═══ MATERIALS PROVIDED ═══

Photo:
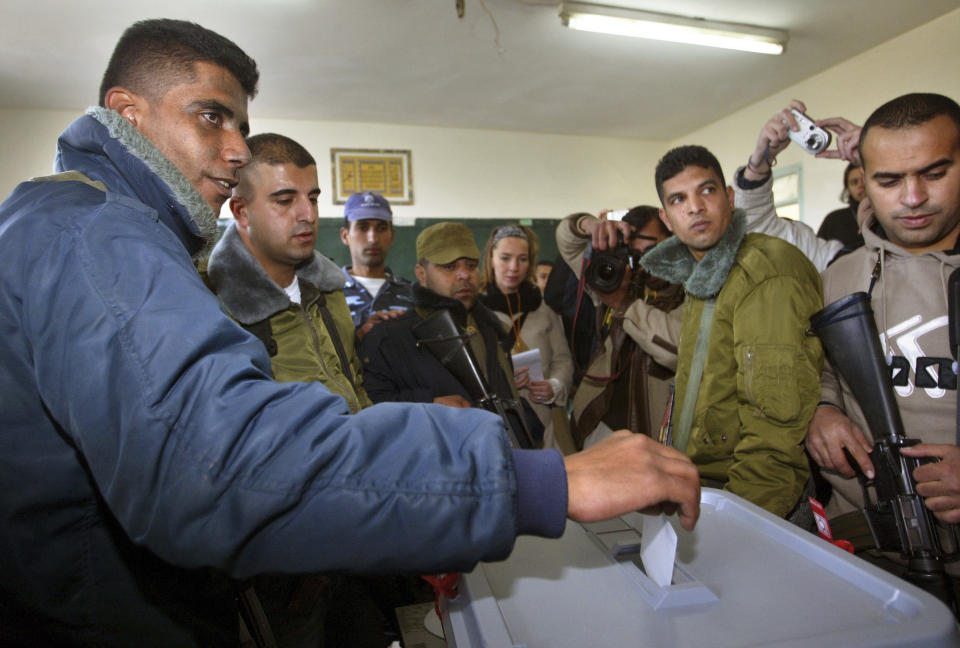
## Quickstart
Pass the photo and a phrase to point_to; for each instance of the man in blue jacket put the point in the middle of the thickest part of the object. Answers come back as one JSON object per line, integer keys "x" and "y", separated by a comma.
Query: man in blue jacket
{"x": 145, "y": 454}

═══
═══ MATERIALS PROVIDED ═══

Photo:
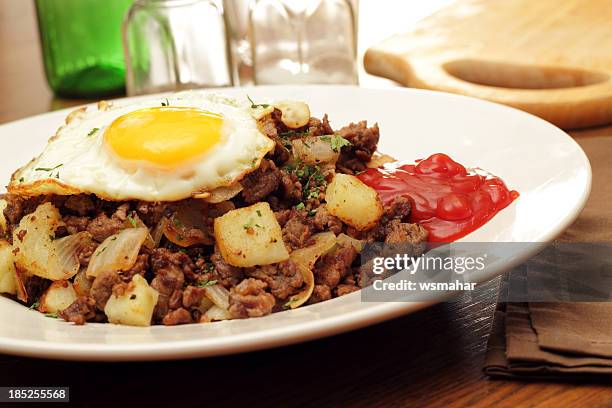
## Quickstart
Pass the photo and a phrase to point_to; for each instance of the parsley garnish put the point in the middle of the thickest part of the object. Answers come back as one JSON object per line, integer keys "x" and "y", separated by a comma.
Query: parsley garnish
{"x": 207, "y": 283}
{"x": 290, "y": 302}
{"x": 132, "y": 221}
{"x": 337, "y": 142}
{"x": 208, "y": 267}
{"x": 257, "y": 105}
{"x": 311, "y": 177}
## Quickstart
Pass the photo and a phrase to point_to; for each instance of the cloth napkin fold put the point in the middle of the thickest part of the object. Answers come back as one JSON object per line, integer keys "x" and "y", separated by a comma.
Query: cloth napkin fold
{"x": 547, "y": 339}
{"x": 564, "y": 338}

═══

TASK DETAILS:
Every line in the data that holds the string "Answers" should be returned.

ANSWER TO THIS EXERCISE:
Pass the photo and a phrase to point_to; for each instance of the man in blue jacket put the point in the middle of the thickest part of the object. Answers come back as one JSON object per line, integer keys "x" and "y", separated by a comma.
Pass the photo and a phrase to point_to; for each instance of the parsley garnish put the point in the middle of the thickest part of the object. Answers come back as one JSON object per line, integer keys "x" and "y", separated by a comma.
Pass the photo and a phrase to point_to; for each instance of the cloth napkin fold put the point in the middle of the thickest part of the object. Answers come back as one JSON object per line, integer keys "x" and "y", separated by a comma.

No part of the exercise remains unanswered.